## Explore the material
(a) Name every key word listed in the atrial fibrillation excerpt.
(b) In the atrial fibrillation excerpt, about what share of PAF episodes showed a vagal predominance at onset?
(c) Write out the atrial fibrillation excerpt between "The aims of" and "during Holter recording.", inclusive.

### Excerpt ###

Conclusions A predominant sympathetic modulation characterises the majority of PAF onsets whereas a vagal predominance was detectable in about 30% of episodes. These patterns are no longer detectable after recovery of sinus rhythm.

Key Words: Autonomic nervous system • Heart rate variability • Sympathetic activation • Vagal mechanisms • Atrial arrhythmias

Introduction

Atrial fibrillation is a major clinical problem involving a growing number of patients with different arrhythmia-related symptoms and causing a significant social and economic impact. From a clinical point of view, atrial fibrillation has been classified as paroxysmal or persistent in relation to the modality of termination, and permanent when the efforts to restore sinus rhythm become ineffective. It is a common opinion that the time frame elapsing from the paroxysmal to the permanent form may be extremely variable and influenced by several factors such as the presence or absence of structural heart disease, atrial dimension and the duration of the arrhythmia. All these factors are recognised as a major determinant of the extent of electrical, mechanical and anatomical remodelling.1–4

An additional factor, which is often not adequately considered, is the role of the autonomic nervous system and, in particular, the pro-arrhythmic effects of sympathetic or vagal activation.5 In experimental models of atrial fibrillation, it has been possible to observe that both sympathetic and vagal activations were capable of reducing atrial refractoriness and therefore to favour re-entry. The effect on atrial refractoriness was noticed during either an increase of atrial cycle length secondary to vagal activation or during a shortening of atrial cycle length secondary to sympathetic activation.5–8 Changes in action potential duration and refractoriness could produce pro-arrhythmic effects not only in the induction but also in the perpetuation of atrial fibrillation. In addition, it cannot be excluded that the continuous and non-physiological variations of cardiac cycle duration during atrial fibrillation episodes might affect autonomic control mechanisms and atrial and ventricular remodelling, thus favouring arrhythmia maintenance.3

In the past, a few clinical studies5,7–10 were made in order to verify the existence of a link between atrial fibrillation episodes and autonomous nervous system. In most instances, particularly in subjects with paroxysmal atrial fibrillation (PAF), a pro-arrhythmic role of sympathetic or vagal activation was recognised. The inference, however, was mainly based on the analysis of the environmental context in which atrial fibrillation initiated. Accordingly, exercise-induced atrial fibrillation was considered to depend upon sympathetic activation, whereas arrhythmic episodes occurring during rest or night time were classified as of vagal origin.5 More recently, by applying heart rate variability analysis, signs of abnormal autonomic modulation of sinus node have been described in patients with episodes of atrial fibrillation during Holter recordings or after DC cardioversion.9–17

The aims of the present study were to analyse the relationship between patterns of onset of paroxysmal atrial fibrillation (PAF) and autonomic tone and to evaluate whether spontaneous recovery of sinus node could be associated with changes in indices of autonomic modulation in ambulatory patients who presented PAF episodes during Holter recording.

### Data for review ###

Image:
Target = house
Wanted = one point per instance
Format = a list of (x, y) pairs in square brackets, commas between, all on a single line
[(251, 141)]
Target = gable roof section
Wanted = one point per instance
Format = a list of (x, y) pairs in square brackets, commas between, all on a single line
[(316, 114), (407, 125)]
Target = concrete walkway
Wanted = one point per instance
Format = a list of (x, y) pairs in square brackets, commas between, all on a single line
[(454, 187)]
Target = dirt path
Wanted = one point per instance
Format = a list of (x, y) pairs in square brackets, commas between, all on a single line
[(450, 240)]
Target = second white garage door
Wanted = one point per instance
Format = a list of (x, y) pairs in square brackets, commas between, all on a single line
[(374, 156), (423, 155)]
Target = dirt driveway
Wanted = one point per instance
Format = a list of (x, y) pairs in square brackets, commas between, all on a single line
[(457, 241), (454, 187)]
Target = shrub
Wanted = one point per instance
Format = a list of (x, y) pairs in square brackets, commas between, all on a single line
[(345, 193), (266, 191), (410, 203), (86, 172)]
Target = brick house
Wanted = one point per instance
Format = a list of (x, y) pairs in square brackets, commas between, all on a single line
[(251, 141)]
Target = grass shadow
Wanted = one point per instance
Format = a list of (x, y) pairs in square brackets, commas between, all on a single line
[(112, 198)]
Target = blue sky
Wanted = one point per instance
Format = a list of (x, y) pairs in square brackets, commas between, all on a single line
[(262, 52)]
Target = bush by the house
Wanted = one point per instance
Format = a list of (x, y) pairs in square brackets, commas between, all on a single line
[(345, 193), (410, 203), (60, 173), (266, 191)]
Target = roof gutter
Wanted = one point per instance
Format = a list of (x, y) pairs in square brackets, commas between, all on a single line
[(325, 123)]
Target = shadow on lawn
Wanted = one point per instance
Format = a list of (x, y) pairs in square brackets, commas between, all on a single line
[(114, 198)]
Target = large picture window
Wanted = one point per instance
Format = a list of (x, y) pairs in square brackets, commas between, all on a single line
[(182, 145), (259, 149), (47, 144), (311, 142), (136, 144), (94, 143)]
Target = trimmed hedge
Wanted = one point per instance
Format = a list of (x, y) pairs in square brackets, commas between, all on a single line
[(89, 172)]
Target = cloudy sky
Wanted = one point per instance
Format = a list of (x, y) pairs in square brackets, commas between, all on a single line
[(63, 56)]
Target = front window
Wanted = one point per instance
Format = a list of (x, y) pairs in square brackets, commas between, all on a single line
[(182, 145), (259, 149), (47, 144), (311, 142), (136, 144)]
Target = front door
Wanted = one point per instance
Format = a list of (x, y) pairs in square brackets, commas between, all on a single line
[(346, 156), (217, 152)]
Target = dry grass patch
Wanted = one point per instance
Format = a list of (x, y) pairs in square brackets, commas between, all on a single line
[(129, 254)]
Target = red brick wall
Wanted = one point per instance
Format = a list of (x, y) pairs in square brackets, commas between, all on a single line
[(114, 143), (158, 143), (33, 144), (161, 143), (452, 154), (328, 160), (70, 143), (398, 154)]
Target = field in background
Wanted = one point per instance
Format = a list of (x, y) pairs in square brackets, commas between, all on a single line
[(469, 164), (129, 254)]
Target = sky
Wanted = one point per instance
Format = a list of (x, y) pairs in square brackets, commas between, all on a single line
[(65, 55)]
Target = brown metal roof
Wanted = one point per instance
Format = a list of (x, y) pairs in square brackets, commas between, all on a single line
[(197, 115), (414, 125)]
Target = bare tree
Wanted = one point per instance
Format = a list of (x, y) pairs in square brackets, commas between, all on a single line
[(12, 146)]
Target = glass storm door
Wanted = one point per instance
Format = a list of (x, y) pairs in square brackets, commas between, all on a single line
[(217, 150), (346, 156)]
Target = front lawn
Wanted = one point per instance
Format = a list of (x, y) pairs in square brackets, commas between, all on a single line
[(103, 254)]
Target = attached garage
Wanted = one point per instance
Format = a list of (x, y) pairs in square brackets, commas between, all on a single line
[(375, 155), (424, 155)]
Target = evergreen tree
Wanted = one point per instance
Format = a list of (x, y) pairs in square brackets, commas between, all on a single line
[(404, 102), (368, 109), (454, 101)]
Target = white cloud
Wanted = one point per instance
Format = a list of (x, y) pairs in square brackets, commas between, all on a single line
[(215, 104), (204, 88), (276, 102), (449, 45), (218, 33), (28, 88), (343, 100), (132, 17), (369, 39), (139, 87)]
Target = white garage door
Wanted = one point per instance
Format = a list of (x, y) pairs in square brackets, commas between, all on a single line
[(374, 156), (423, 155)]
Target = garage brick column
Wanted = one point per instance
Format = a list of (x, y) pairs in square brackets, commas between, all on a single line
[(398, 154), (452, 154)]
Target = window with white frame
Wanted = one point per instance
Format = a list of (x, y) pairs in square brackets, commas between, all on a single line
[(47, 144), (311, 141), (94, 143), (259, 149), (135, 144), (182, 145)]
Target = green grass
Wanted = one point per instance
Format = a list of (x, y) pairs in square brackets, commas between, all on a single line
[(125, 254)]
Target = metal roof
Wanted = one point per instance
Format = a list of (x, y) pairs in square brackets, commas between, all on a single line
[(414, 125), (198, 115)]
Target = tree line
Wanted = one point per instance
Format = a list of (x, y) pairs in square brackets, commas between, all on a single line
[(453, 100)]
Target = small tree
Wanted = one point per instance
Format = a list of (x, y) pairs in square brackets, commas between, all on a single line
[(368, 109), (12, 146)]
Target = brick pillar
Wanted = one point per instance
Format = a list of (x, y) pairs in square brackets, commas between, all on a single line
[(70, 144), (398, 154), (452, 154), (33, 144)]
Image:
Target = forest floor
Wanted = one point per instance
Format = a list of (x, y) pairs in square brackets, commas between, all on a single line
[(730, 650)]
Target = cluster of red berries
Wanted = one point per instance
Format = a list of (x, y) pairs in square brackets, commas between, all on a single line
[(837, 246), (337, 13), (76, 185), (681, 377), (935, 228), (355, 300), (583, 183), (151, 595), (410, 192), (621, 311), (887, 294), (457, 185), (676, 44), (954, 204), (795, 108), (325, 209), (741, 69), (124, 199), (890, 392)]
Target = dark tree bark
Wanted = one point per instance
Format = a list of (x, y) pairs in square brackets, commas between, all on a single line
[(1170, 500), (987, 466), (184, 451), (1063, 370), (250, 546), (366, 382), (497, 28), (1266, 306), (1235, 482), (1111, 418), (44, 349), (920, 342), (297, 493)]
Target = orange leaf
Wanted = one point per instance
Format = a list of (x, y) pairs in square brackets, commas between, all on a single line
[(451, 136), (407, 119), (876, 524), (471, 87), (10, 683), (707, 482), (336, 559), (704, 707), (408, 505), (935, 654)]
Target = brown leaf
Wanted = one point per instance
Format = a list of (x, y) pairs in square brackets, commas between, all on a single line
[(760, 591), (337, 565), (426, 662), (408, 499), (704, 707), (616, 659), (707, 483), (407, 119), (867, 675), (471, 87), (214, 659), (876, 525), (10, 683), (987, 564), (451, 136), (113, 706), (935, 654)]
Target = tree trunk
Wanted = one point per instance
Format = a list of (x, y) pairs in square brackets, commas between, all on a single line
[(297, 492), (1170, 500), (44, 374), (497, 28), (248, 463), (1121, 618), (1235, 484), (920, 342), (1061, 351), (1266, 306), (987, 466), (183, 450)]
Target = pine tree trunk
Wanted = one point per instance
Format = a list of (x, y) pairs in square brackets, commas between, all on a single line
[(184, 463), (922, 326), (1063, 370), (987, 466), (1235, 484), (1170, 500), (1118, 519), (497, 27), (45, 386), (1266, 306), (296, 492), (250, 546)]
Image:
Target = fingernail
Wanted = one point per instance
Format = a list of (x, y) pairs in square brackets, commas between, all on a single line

###

## Responses to the exercise
(a) Autonomic nervous system, Heart rate variability, Sympathetic activation, Vagal mechanisms, Atrial arrhythmias

(b) About 30% of episodes.

(c)
The aims of the present study were to analyse the relationship between patterns of onset of paroxysmal atrial fibrillation (PAF) and autonomic tone and to evaluate whether spontaneous recovery of sinus node could be associated with changes in indices of autonomic modulation in ambulatory patients who presented PAF episodes during Holter recording.